Top of Source records

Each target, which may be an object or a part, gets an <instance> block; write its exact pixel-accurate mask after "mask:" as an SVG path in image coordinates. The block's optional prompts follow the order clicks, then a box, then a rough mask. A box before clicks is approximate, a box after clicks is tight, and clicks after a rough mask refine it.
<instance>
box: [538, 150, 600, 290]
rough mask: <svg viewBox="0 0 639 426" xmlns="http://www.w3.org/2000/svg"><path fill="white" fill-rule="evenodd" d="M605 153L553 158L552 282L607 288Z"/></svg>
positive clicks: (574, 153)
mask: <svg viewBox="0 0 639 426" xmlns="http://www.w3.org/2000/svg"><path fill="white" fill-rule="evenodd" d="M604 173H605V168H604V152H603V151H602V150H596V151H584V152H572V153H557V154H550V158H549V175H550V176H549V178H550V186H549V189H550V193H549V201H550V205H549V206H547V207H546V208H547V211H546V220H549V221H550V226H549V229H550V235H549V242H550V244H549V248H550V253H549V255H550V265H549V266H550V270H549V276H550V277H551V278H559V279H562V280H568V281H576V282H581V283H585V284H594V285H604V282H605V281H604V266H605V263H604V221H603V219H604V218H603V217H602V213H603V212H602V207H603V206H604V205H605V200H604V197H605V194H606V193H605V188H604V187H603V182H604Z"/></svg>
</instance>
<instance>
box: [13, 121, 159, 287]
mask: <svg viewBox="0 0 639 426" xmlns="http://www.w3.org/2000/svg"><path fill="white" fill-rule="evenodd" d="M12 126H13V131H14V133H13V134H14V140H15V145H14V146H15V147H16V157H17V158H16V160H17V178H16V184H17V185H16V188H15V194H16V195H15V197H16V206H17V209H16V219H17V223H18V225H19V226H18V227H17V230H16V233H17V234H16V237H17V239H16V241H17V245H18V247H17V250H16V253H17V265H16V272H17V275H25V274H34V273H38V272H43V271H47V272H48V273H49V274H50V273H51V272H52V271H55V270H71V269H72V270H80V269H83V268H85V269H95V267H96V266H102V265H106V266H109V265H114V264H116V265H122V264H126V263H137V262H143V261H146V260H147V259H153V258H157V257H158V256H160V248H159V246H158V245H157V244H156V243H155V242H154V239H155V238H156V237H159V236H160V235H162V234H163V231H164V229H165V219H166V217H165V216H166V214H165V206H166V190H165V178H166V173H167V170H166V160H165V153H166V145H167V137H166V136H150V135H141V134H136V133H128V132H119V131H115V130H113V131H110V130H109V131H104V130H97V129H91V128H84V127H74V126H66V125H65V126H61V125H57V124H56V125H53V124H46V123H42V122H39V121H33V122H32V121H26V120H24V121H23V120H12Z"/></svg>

Bottom of Source records
Top of Source records

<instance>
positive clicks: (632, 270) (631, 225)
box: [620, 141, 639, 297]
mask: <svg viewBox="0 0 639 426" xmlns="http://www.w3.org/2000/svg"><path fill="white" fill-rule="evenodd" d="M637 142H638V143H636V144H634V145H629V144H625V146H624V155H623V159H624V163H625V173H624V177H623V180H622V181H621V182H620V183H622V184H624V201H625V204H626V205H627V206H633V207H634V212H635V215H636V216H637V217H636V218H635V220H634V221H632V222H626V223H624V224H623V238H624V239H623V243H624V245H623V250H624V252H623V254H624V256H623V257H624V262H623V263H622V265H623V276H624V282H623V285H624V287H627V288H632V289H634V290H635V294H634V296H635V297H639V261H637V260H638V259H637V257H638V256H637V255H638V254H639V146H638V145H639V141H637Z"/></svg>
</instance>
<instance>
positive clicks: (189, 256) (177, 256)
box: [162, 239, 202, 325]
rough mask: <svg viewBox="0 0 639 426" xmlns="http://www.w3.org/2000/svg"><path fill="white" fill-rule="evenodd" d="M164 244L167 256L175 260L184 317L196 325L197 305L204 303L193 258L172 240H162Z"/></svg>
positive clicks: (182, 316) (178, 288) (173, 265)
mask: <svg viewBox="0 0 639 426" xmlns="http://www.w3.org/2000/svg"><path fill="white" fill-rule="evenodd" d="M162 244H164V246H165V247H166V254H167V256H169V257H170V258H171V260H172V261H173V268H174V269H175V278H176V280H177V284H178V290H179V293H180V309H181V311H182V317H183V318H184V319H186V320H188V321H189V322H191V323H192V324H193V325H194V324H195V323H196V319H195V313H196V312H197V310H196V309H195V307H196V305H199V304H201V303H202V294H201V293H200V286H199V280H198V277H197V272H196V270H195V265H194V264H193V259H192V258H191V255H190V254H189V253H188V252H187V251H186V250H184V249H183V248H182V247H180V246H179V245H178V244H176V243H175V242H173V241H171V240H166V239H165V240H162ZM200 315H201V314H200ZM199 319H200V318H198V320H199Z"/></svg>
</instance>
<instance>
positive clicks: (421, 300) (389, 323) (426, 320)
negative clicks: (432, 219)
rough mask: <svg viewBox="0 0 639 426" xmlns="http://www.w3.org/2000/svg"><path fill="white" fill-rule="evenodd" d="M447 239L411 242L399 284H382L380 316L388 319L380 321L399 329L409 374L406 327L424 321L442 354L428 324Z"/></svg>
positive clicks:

Bottom of Source records
Top of Source records

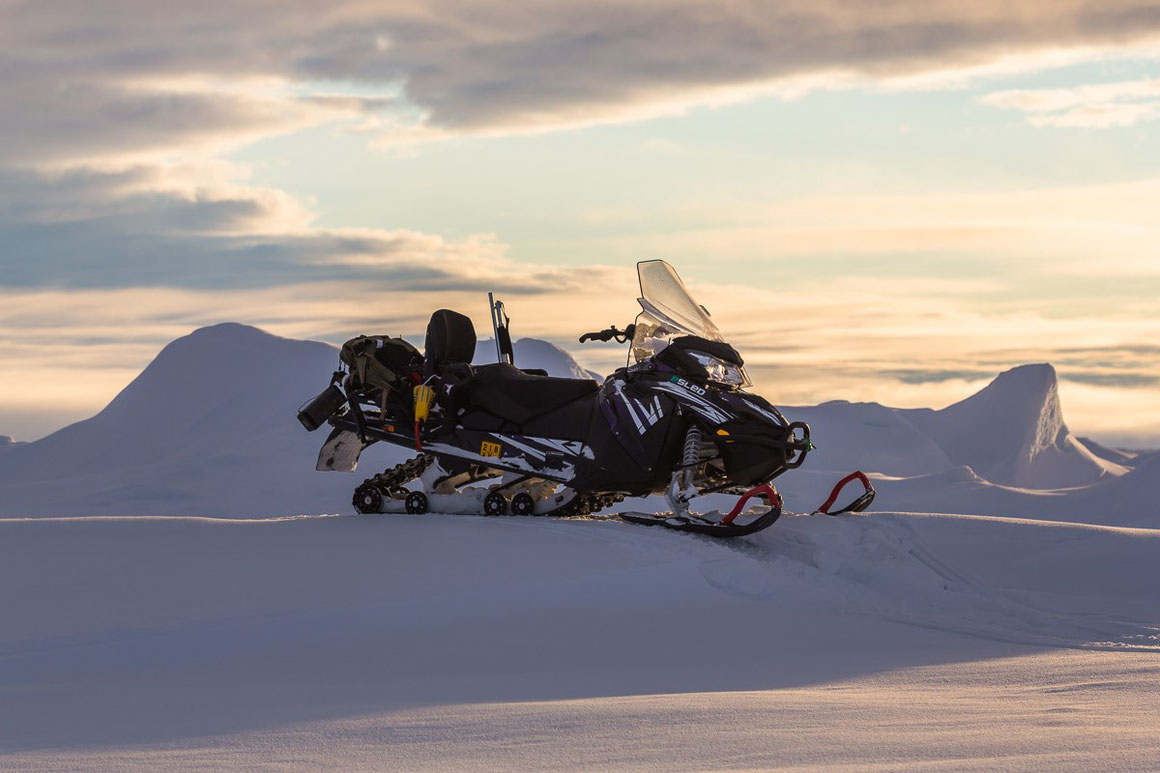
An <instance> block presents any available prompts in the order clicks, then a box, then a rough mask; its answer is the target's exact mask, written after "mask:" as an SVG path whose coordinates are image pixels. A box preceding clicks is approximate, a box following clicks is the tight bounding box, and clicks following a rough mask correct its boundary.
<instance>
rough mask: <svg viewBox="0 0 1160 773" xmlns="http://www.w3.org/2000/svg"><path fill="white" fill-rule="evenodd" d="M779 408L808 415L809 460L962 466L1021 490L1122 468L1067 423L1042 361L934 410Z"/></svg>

Bottom of Source records

Pull out the lines above in which the word "coordinates" appears.

Each target, which may be an object or a part, gets an <instance> block; write its exact pixel-accurate mask after "mask:" as an SVG path in image coordinates. The block's optional prompts follow the order clicks, then a box, then a rough mask. A box before clicks is approximate, a box after clicks is tight, and clicks after a rough mask refine it.
An <instance> block presents any available prompts in the order clicks, then a box, then a rough mask; its answer is the target's exact mask, written after "mask:" as an SVG path whose coordinates are image pixels. A box preceding clicks is approximate, a box following clicks is the tight bounding box, and clicks following a rough mask correct its boundary.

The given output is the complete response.